Aim of the task>
Translate this sentence from the dean's message into Spanish: "We will post the link for the event when we get closer to it."

Source document>
^^^^^^^^^^^^^^^^

From the Dean: The prudent thing to do

Last week I discussed the changing landscape around the globe due to the omicron variant. Unfortunately, this week I need to update that overview with comments about the burgeoning impact of omicron locally across North Dakota. We have seen a rapid increase in cases statewide, with increasing numbers of new cases over the past week. In fact, on Wednesday the number of new cases was about 40 percent greater than at any time since the pandemic began. And if one adjusts for the change in recommended isolation time from 10 to five days, the current number of total active cases in North Dakota is almost double what it was during the prior peak over a year ago.

The good news is that for many people – especially for those who are triple-vaccinated – the resulting illness is not as severe as earlier versions of the virus. But because so many people are getting infected – and over a short period of time – the number of hospitalizations due to COVID-19 is starting to increase.

That is compounded by the impact of the virus on the health care workforce dedicated to caring for patients. More and more providers and staff are falling ill and/or are in isolation, significantly multiplying the challenge of caring for an increasing number of hospitalized patients. In one local specialty group, for example, a quarter of its physician providers are home due to omicron. That’s a major impact on workforce and thus the ability of health care systems to provide needed care to all of us.

The effect of the recent explosion of COVID-19 cases has extended to the School. One of the major recent decisions related to the current outbreak involves the long-delayed White Coat Ceremony of the second-year medical student class (the Class of 2024). Rather than the all in-person event we had planned, after considerable discussion with the School’s senior leadership team as well as that of the University (and in consultation with Megan Corn, the class president), I made the difficult decision to transition to a hybrid event, where the students will be present in the Chester Fritz Auditorium to be awarded their white coats, but their families and friends will need to participate virtually. Students are not happy about this decision; families are not happy; I’m not happy. But it is the prudent thing to do. The most recent live version of this event, for example, saw over 500 participants. Even if we limited the number of guests for our February event, the tally still would be in the hundreds. As you can imagine, I get anxious at the prospect that any School-sponsored event might produce multiple infections among our most vulnerable populations. And some of the audience for sure would be vulnerable due to age and/or underlying medical conditions.

Given the rapidly increasing number of cases in North Dakota this week and the rising number of hospitalizations, I think the decision, even though difficult and probably unpopular, was the right thing to do. But that doesn’t make it any easier or more palatable for those impacted. We think that the event will nonetheless be memorable and impactful, especially with the guest speaker we have lined up. Dr. Don Warne, our associate dean for diversity, equity and inclusion, director of the Indians into Medicine (INMED) and public health programs, and chair of the Department of Indigenous Health, will be discussing “Thriving in the Face of Adversity.” It promises to be an inspiring talk, especially in these challenging times. We will post the link for the event when we get closer to it. The White Coat Ceremony for the medical student Class of 2024 will be held on Friday Feb. 4, 2022, at 6:30 p.m. We hope that you will be able to join us virtually.

A similar hybrid event will take place later today for our physician assistant Class of 2023. Speaking at the event, at least virtually, will be Drs. Eric Johnson, our director of interprofessional education, and Dave Relling, our School’s associate dean for health sciences. My congratulations to program director Dr. Jeanie McHugo and all our PA students, many of whom are destined for rural practice in the region. We need your skills now perhaps more than ever!

^^^^^^^^^^^^^^^^

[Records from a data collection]

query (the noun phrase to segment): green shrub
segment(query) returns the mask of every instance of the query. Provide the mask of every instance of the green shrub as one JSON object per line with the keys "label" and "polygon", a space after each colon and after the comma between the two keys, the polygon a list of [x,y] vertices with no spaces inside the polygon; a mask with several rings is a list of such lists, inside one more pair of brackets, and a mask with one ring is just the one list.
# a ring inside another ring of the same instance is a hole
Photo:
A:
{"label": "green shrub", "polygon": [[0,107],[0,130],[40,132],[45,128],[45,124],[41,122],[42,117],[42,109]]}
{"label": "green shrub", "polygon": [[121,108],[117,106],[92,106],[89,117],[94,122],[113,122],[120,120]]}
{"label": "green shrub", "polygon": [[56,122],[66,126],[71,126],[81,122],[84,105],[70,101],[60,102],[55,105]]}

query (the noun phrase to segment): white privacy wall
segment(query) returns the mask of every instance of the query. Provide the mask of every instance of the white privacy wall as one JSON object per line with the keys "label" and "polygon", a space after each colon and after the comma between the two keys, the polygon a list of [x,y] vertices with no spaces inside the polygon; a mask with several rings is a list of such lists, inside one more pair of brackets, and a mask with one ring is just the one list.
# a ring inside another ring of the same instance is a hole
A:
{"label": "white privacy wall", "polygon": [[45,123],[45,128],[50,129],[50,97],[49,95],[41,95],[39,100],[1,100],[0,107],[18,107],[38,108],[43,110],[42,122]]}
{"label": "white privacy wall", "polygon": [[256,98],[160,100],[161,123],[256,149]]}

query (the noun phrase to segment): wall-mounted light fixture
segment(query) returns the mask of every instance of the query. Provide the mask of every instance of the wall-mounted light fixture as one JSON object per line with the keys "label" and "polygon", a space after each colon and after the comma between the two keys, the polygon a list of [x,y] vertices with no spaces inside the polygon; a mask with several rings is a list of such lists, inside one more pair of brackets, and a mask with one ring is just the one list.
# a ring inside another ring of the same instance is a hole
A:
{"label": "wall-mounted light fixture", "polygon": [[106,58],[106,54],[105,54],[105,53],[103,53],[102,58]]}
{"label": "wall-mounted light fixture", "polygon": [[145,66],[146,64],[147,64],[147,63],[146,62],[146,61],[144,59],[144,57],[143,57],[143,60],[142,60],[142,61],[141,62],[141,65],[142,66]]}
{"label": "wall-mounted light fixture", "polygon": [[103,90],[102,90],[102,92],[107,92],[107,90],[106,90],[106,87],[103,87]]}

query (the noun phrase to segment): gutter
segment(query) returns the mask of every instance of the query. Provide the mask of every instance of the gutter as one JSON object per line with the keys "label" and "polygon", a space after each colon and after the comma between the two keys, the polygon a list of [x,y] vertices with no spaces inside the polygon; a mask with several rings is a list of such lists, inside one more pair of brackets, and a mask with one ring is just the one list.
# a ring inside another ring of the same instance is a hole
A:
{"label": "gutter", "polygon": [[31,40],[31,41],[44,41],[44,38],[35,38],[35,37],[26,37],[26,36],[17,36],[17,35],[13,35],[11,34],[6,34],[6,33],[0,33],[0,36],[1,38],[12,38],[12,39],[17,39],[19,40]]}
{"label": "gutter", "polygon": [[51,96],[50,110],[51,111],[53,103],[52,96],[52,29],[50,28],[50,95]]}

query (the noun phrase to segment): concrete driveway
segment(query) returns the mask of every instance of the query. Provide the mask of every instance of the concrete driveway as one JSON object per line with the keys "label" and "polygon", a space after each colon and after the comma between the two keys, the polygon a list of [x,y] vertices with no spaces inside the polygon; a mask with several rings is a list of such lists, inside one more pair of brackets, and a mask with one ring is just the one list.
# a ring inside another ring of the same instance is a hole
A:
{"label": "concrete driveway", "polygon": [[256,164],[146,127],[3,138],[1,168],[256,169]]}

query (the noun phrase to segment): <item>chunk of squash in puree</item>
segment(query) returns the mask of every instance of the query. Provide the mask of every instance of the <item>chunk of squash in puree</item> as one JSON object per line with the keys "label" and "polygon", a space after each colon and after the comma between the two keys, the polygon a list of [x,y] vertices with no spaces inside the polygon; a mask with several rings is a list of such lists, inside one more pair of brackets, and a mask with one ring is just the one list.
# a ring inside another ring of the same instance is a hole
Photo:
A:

^^^^^^^^^^^^^^^^

Written solution>
Publicaremos el enlace del evento cuando estemos más cerca de la fecha.